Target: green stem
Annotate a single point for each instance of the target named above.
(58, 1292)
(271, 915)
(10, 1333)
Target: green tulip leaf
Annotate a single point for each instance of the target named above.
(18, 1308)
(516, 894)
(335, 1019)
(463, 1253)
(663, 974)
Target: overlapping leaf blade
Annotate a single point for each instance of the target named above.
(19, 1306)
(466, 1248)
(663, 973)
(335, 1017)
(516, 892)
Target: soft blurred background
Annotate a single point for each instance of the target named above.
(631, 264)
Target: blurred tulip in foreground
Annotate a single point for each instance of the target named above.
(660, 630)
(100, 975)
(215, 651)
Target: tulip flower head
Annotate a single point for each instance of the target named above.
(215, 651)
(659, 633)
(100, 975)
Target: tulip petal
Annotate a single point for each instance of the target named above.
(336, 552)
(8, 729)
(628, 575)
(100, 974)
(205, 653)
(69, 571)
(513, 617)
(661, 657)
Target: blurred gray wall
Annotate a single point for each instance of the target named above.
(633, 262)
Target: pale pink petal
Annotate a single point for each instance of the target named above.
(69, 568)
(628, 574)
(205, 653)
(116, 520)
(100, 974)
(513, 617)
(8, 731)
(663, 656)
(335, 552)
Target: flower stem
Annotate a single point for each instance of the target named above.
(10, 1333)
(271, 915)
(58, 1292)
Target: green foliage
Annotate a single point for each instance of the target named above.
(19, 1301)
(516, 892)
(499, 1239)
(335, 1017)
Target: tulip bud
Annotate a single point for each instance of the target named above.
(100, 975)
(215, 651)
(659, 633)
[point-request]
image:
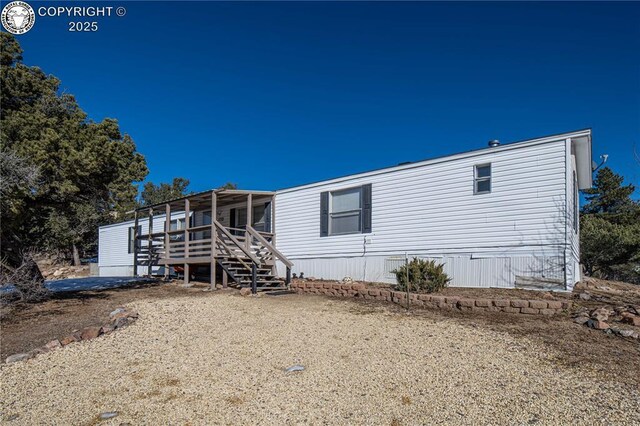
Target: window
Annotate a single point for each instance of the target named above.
(347, 211)
(177, 225)
(258, 218)
(132, 238)
(576, 203)
(482, 179)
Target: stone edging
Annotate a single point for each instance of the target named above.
(119, 318)
(359, 290)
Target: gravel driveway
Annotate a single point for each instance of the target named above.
(219, 359)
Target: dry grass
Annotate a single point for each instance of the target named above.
(219, 359)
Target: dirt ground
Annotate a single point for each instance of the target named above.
(24, 327)
(197, 357)
(28, 326)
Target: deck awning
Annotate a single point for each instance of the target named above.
(226, 195)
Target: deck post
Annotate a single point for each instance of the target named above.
(167, 239)
(254, 278)
(150, 242)
(249, 220)
(273, 220)
(214, 235)
(135, 244)
(186, 240)
(274, 270)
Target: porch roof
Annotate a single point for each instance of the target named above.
(222, 194)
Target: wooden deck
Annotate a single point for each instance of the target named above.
(241, 256)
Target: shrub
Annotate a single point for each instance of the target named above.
(424, 275)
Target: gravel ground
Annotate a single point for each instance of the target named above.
(219, 359)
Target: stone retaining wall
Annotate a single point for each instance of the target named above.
(514, 306)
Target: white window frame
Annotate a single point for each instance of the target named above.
(346, 213)
(576, 204)
(131, 238)
(477, 179)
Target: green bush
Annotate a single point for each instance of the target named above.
(424, 275)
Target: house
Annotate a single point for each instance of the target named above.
(501, 216)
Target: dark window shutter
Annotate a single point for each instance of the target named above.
(267, 216)
(366, 208)
(232, 218)
(324, 214)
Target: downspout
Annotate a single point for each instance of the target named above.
(566, 213)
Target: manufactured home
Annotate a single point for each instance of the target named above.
(505, 215)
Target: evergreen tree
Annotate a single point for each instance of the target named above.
(87, 170)
(155, 194)
(610, 229)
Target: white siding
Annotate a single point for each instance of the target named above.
(573, 238)
(114, 258)
(430, 209)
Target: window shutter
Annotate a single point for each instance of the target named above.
(267, 216)
(366, 208)
(232, 218)
(324, 214)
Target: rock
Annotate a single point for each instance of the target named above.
(634, 320)
(597, 325)
(600, 314)
(18, 357)
(581, 320)
(116, 312)
(584, 296)
(54, 344)
(88, 333)
(121, 322)
(108, 415)
(67, 340)
(294, 368)
(626, 333)
(106, 329)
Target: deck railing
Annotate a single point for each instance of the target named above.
(253, 249)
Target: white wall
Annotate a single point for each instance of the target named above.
(429, 209)
(113, 240)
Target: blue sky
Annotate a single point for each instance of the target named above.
(275, 94)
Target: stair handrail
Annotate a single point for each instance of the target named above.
(236, 242)
(266, 243)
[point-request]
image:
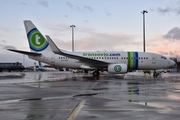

**Work to be completed:** Display every line of the records that contains the string "tulip", treating uppercase and lowercase as different.

**Written response:**
Target: green tulip leaf
Target: blurred tulip in foreground
Target: tulip flower head
Target: tulip petal
Target: tulip bud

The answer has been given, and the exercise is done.